━━━ Stored data ━━━

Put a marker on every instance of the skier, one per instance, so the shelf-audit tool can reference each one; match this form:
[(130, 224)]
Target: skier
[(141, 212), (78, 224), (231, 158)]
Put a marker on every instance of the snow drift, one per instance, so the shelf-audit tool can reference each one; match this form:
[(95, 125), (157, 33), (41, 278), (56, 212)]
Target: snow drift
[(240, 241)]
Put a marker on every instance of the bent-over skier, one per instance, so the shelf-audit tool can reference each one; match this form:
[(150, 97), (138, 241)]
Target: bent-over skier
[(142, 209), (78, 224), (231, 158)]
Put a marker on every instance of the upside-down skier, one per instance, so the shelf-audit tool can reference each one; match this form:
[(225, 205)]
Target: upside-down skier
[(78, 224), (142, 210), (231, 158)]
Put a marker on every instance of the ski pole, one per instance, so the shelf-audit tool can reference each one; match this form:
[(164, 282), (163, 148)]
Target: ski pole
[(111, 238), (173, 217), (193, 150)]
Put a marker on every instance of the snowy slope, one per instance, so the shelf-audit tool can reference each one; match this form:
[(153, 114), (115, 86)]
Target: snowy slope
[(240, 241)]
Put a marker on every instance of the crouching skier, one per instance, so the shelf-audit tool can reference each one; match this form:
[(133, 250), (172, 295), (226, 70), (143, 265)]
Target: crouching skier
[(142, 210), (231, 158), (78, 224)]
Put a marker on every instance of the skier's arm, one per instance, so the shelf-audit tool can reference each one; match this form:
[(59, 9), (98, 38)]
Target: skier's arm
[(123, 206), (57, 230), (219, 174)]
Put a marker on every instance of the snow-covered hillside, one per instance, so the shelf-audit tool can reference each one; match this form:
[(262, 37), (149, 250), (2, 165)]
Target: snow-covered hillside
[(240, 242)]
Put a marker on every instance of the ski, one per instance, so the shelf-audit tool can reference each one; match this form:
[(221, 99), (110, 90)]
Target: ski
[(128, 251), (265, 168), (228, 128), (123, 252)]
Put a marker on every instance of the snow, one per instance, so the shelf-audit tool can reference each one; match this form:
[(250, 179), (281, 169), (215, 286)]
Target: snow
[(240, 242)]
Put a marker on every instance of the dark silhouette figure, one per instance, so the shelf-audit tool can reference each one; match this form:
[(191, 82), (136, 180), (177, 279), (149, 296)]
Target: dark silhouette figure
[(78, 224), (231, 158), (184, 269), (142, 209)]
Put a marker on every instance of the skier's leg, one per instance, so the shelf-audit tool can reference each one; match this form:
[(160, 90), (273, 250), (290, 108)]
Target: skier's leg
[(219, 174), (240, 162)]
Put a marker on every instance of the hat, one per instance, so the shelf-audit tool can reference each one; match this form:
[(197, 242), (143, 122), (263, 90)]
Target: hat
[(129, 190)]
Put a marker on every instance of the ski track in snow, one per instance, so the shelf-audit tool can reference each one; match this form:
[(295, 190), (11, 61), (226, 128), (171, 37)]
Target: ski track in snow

━━━

Task brief:
Format every line of the material above as a numbered list, omitting any blank lines.

Exercise result:
1. Put a marker on every instance of the skier, one per instance, so the shelf-audit tool can reference each one; match this form:
2. [(130, 224)]
3. Target: skier
4. [(141, 212), (78, 224), (231, 158)]
5. Put a marker on every instance of the snow drift, one per instance, so the shelf-audit tool can reference each one; match this form:
6. [(95, 125), (157, 33), (41, 278), (56, 212)]
7. Target: snow drift
8. [(240, 241)]
9. Put a marker on every instance of the bent-over skier, one per instance, so the shelf-audit tool can reference each one; match this form:
10. [(150, 97), (138, 241)]
11. Target: bent-over skier
12. [(142, 209), (78, 224), (231, 158)]
13. Put a marker on every instance of the upside-down skier, one per instance, so the shelf-audit tool can reference each one; match this form:
14. [(225, 205)]
15. Target: upside-down skier
16. [(78, 224), (142, 210), (231, 158)]
17. Put a marker on every instance of the ski pole, one per instance, so the shelf-audit tool can reference each one; match this form:
18. [(164, 282), (163, 148)]
19. Target: ski pole
20. [(111, 238), (173, 217), (193, 150)]
21. Put a marker on every instance of the snowy slope, one per instance, so the shelf-audit tool can reference each one; match this form:
22. [(153, 114), (115, 86)]
23. Target: snowy slope
24. [(240, 241)]
25. Put a marker on every instance of the crouching skier, one per instance, so the shelf-audit tool can reference each one; match this form:
26. [(133, 250), (172, 295), (226, 70), (143, 265)]
27. Target: crouching skier
28. [(142, 210), (231, 158), (78, 224)]
29. Put a marker on every instance of the skier's arm, one per instance, so the shelf-audit tool can reference each one; match this form:
30. [(59, 9), (98, 38)]
31. Target: skier's arm
32. [(123, 206), (57, 230), (219, 174)]
33. Put a marker on every instance of the snow-covered hillside, one per instance, so the shelf-audit tool can reference each one; match this form:
34. [(262, 37), (149, 250), (2, 165)]
35. Target: snow-covered hillside
36. [(240, 242)]
37. Put a marker on every instance of the ski, one per instance, so the shelf-audit tool can reference each one; match this form:
38. [(221, 99), (110, 90)]
39. Target: ski
40. [(128, 251), (265, 168), (228, 128), (123, 252)]
41. Put a marker on every instance of the snow, one per instance, so the shelf-audit tool can reference each one; match this form:
42. [(250, 179), (281, 169), (215, 286)]
43. Target: snow
44. [(240, 242)]
45. Put a marker on every instance of the dark silhouette figure, one per instance, so the shelf-audit tool can reference each one; match this form:
46. [(191, 82), (136, 180), (177, 279), (149, 296)]
47. Target: dark silhouette figure
48. [(78, 224), (231, 158), (184, 269), (142, 209)]
49. Put a marker on every instance of the skier's leg, one per instance, so the shelf-audit tool can reference each one; match this form:
50. [(160, 90), (273, 250), (290, 108)]
51. Target: skier's leg
52. [(219, 174), (240, 162)]
53. Put a marker on every instance of the hat, one per instance, so the shelf-audit tool can reference each one; match this form:
54. [(197, 242), (143, 122), (263, 90)]
55. Target: hat
56. [(129, 190)]
57. Put a marker on every instance of the ski track in snow, one per instance, so the shelf-audit tool can reference each one; match this form:
58. [(295, 190), (11, 61), (226, 128), (171, 37)]
59. Target: ski track in snow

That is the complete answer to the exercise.